▶ _Stated goal_
Give every entry again, word for word.

(Stored data entries)

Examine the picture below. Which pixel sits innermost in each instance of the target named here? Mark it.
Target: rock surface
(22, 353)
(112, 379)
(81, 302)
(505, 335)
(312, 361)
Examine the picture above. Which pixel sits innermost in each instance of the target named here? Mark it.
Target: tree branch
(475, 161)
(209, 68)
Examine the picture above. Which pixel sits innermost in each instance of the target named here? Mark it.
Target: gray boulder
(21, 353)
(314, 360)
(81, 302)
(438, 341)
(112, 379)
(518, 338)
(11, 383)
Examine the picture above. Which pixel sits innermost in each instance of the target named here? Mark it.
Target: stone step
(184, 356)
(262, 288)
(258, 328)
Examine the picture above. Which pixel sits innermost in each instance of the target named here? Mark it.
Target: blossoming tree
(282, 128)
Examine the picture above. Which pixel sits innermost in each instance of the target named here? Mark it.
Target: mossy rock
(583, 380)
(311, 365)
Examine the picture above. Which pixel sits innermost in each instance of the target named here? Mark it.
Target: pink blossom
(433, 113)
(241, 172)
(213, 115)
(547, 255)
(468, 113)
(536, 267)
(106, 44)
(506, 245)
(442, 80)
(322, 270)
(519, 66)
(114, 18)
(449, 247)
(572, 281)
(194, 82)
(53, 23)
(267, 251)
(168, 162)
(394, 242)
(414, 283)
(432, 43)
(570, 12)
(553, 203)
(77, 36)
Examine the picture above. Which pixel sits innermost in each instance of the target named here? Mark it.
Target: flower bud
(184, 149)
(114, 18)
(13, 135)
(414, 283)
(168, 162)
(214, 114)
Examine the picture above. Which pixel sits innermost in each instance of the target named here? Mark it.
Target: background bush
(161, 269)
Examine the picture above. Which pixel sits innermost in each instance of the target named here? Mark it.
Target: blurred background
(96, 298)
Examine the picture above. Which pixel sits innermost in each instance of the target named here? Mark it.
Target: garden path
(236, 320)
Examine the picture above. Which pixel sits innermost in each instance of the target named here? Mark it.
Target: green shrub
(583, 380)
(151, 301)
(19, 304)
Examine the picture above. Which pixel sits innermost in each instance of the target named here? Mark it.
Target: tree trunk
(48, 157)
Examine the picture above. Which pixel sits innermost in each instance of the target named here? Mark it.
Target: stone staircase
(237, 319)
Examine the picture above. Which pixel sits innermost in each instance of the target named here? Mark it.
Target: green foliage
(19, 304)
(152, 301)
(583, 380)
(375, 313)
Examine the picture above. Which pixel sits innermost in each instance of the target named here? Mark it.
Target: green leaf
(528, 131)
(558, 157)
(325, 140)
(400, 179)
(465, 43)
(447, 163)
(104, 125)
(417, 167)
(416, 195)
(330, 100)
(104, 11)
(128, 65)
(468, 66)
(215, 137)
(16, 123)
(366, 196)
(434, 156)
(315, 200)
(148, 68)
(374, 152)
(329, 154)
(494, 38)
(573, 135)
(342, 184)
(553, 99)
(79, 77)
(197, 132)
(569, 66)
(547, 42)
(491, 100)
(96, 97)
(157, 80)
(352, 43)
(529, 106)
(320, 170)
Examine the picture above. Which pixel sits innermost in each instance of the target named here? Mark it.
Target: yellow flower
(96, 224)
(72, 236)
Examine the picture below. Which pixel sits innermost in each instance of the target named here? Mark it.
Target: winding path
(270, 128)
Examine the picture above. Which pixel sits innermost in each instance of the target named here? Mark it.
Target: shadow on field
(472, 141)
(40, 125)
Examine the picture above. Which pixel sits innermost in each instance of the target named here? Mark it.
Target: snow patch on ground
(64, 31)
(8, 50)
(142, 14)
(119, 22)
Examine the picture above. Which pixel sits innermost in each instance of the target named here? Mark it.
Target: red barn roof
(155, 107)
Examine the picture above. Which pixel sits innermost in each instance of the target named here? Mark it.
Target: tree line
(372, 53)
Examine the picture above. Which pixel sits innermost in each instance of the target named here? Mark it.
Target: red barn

▶ _Task answer_
Examine the picture below. Which pixel sits innermost in each instance of the target named here? Mark it.
Target: rock surface
(22, 353)
(112, 379)
(81, 302)
(505, 335)
(312, 361)
Examine the picture above. Which pixel sits innermost in each instance of the target named here? Mark it.
Target: tree branch
(475, 161)
(209, 68)
Examine the picture above. Which pixel sits innermost in each instance of the target named here? Mark it.
Target: gray boulder
(21, 353)
(314, 360)
(81, 302)
(438, 341)
(112, 379)
(518, 338)
(11, 383)
Examine the picture above. Which pixel sits innermost in each instance of the target named here? Mark it.
Target: stone step
(184, 356)
(262, 288)
(258, 328)
Examine the picture above. Which pixel sits innermost in each instance of the target named here? Mark it.
Target: blossoming tree
(282, 128)
Examine the picture above. Which pixel sits innermost in each instance of the target named here? Mark it.
Target: mossy rock
(583, 380)
(311, 365)
Examine the picture above. Which pixel sits innermost in each instance of the target named here? Mark it.
Target: pink blossom
(433, 113)
(241, 172)
(213, 115)
(547, 255)
(468, 113)
(536, 267)
(106, 44)
(506, 245)
(442, 80)
(322, 270)
(519, 66)
(114, 18)
(449, 247)
(572, 281)
(194, 82)
(53, 23)
(267, 251)
(168, 162)
(394, 242)
(414, 283)
(432, 43)
(570, 12)
(553, 203)
(77, 36)
Examine the picture above. Which pixel sits innermost in each instance of the target named here? Mark it.
Target: flower bud
(184, 149)
(114, 18)
(13, 135)
(414, 283)
(168, 162)
(214, 114)
Examine the picture above. Which pixel sits innermost in each instance of the target named here? Mark it.
Target: background bush
(161, 269)
Examine the picture above. Which pixel sits innermost in each instance of the target named here? Mark it.
Target: blurred background
(96, 298)
Examine the picture above. Which pixel sits innermost in each instance of the target named here? Mark it.
Target: garden path
(236, 320)
Examine the picture above. Which pixel sits innermost in each instance of the target named here? Mark it.
Target: green shrub
(583, 380)
(151, 301)
(19, 304)
Examine the picture above. Which pixel sits innermost in each instance of the target named here? Mark it.
Target: tree trunk
(48, 157)
Examine the picture above. Which pixel sits innermost in each instance of the target named here? Mark it.
Target: stone staircase
(237, 319)
Examine the picture above. Which pixel sits innermost in each instance of the target named here? Mark it.
Target: green foliage
(19, 304)
(152, 301)
(583, 380)
(375, 313)
Examine the picture above. Which pixel sits innermost in each instance of the target named here? Mark it.
Target: green leaf
(528, 131)
(558, 157)
(325, 140)
(400, 179)
(465, 43)
(447, 163)
(104, 125)
(417, 167)
(416, 195)
(330, 100)
(104, 11)
(128, 65)
(468, 66)
(215, 137)
(16, 123)
(366, 196)
(434, 156)
(315, 200)
(148, 68)
(374, 152)
(329, 154)
(494, 38)
(573, 135)
(342, 184)
(553, 99)
(79, 77)
(197, 132)
(569, 66)
(547, 42)
(491, 100)
(96, 97)
(157, 80)
(352, 43)
(529, 106)
(320, 170)
Examine the picture above. Which pixel sits innermost in each instance of the target named here? Mark it.
Target: yellow flower
(96, 224)
(72, 236)
Examine the picture below. Which pixel sits innermost in each instance of the target named here? Mark it.
Target: winding path
(270, 128)
Examine the picture above. Which pixel sits innermost in each instance of the target named here? Mark it.
Target: shadow on field
(472, 141)
(40, 125)
Examine the picture above. Which pixel sits innermost in each instance of the target named here? Mark it.
Target: snow patch on ground
(64, 31)
(8, 50)
(142, 14)
(119, 22)
Examine the picture above. Which pixel sits innermost in each instance of the target named here? Mark it.
Target: red barn roof
(155, 107)
Examine the picture above. Which pixel sits innermost in each instance of the target named here? Mark it.
Target: tree line
(372, 53)
Examine the picture above. Which pixel sits innermost in each instance of the target named here? Mark it.
Target: red barn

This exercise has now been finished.